[Consigna] Reproduce sin cambios el pasaje del texto sobre la ciudad que empieza con "La ciudad es" y sigue hasta "vocación de paradoja.".

El óbolo de aleación

 Discurrir por la geografía urbana conlleva  un ejercicio de reflexión permanente, pues nos vemos rodeados de circunstancias que son universos en sí mismas y cuya fuerza de gravedad nos atrapa. La calle es un orbe caótico en el que hemos aprendido a desenvolvernos. O quizá no.   Quizá pasamos por ella de puntillas sin querer mirar más que a las mierdas de perro que acechan nuestros pasos,  mudos, sordos y ciegos, incluso ante los verdes que aún festonean los jardines. Ciegos ante realidades que agreden  sentimientos aunque nos demos de bruces contra ellas.
   La ciudad es el escaparate, la polis de la nueva civilización, donde conviven castas como en la vieja Grecia. Todo es posible en ella, -pasen y vean-  ciudadanos de primera, de segunda, de tercera,  sin papeles, con ellos, censados, sin censo y sin derechos, apartados a un lado, desechos de tienta, periféricos sin brújula. Habitantes, máquinas, polución, virus desbocados. Es lo que toca, desde siempre, y sin embargo es nuestra vida. La que queremos. La que tememos. La que nos ha impuesto la evolución con vocación de paradoja.

[Datos para revisar]
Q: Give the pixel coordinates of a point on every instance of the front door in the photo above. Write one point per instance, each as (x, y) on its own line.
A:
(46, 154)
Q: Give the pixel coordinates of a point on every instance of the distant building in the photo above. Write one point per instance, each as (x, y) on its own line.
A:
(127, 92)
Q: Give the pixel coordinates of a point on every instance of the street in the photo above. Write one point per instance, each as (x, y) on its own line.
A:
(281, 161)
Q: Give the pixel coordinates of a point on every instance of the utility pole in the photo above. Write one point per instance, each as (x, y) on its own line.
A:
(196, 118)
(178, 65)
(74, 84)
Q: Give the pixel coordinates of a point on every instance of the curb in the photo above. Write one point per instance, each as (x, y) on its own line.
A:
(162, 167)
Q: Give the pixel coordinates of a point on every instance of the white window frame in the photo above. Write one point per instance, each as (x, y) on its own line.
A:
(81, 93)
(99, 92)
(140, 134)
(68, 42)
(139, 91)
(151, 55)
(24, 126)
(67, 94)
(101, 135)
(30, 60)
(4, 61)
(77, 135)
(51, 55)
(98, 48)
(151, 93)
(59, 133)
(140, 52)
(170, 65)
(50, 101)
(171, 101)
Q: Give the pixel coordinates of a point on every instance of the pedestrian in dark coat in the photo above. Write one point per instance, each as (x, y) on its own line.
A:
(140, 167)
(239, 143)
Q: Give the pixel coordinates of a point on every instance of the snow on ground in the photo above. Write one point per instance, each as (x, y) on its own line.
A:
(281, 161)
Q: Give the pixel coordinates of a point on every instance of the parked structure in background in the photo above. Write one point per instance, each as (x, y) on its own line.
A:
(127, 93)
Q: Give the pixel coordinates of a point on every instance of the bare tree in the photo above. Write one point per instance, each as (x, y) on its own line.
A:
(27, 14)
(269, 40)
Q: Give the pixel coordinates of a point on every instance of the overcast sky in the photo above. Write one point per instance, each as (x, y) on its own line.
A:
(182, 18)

[Ejercicio resuelto]
La ciudad es el escaparate, la polis de la nueva civilización, donde conviven castas como en la vieja Grecia. Todo es posible en ella, -pasen y vean-  ciudadanos de primera, de segunda, de tercera,  sin papeles, con ellos, censados, sin censo y sin derechos, apartados a un lado, desechos de tienta, periféricos sin brújula. Habitantes, máquinas, polución, virus desbocados. Es lo que toca, desde siempre, y sin embargo es nuestra vida. La que queremos. La que tememos. La que nos ha impuesto la evolución con vocación de paradoja.